## TASK OBJECTIVE
Any picture in the material should be left out, while all other lines are copied exactly.
----------
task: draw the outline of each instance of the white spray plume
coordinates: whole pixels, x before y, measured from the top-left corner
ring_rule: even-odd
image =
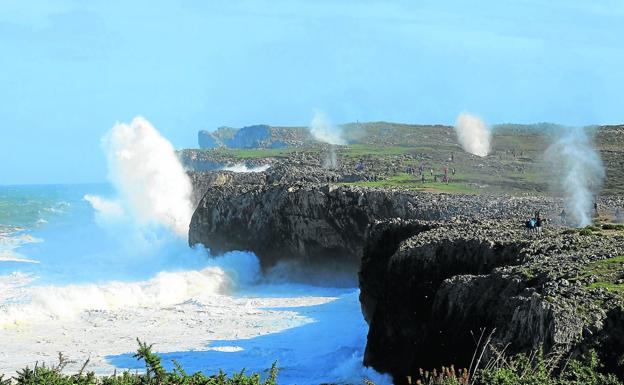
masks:
[[[343,138],[342,129],[334,126],[325,114],[320,111],[314,114],[308,129],[314,139],[319,142],[338,145],[347,144],[347,141]]]
[[[461,113],[457,117],[455,131],[465,151],[478,156],[486,156],[490,152],[491,132],[480,118]]]
[[[100,215],[99,219],[107,220],[123,217],[124,210],[120,202],[104,199],[97,195],[85,194],[84,200],[91,204],[95,212]]]
[[[331,145],[325,160],[323,160],[323,168],[338,168],[338,157],[336,156],[336,149],[334,146],[347,144],[347,141],[343,137],[342,129],[334,126],[329,119],[327,119],[325,114],[320,111],[316,111],[308,129],[314,139]]]
[[[554,173],[554,187],[565,198],[571,223],[580,227],[591,224],[593,202],[605,172],[586,130],[562,130],[546,150],[546,159]]]
[[[338,168],[338,156],[336,155],[336,147],[330,146],[325,160],[323,160],[323,168],[335,170]]]
[[[144,118],[119,123],[103,139],[109,178],[142,223],[159,223],[186,238],[193,215],[191,181],[173,146]],[[112,204],[95,202],[108,209]]]

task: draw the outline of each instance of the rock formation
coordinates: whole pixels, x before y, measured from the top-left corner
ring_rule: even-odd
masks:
----------
## ANSWER BOX
task: draw the outline of each instance of the white spray plume
coordinates: whole pixels, x before y, measured from the top-left corner
ring_rule: even-odd
image =
masks:
[[[343,138],[342,129],[334,126],[325,114],[320,111],[314,114],[308,129],[314,139],[319,142],[338,145],[347,144],[347,141]]]
[[[461,113],[457,117],[455,131],[465,151],[478,156],[486,156],[490,152],[491,132],[480,118]]]
[[[100,215],[99,219],[107,220],[123,217],[124,210],[120,202],[104,199],[97,195],[85,194],[84,200],[91,204],[95,212]]]
[[[331,145],[325,160],[323,160],[323,168],[338,168],[338,157],[336,156],[336,149],[334,146],[347,144],[347,141],[343,137],[342,129],[334,126],[329,119],[327,119],[325,114],[320,111],[316,111],[308,129],[314,139]]]
[[[554,173],[554,187],[565,198],[571,223],[580,227],[591,224],[593,202],[605,172],[586,130],[562,130],[546,150],[546,159]]]
[[[338,168],[338,156],[336,155],[336,147],[330,146],[325,160],[323,160],[323,168],[335,170]]]
[[[144,118],[119,123],[103,139],[109,178],[142,223],[159,223],[186,238],[193,215],[191,181],[173,146]],[[112,204],[95,202],[108,209]]]

task: draw the outline of each instance of the rock formation
coordinates: whole pixels, x before y, measured from the top-left corner
ring_rule: even-odd
masks:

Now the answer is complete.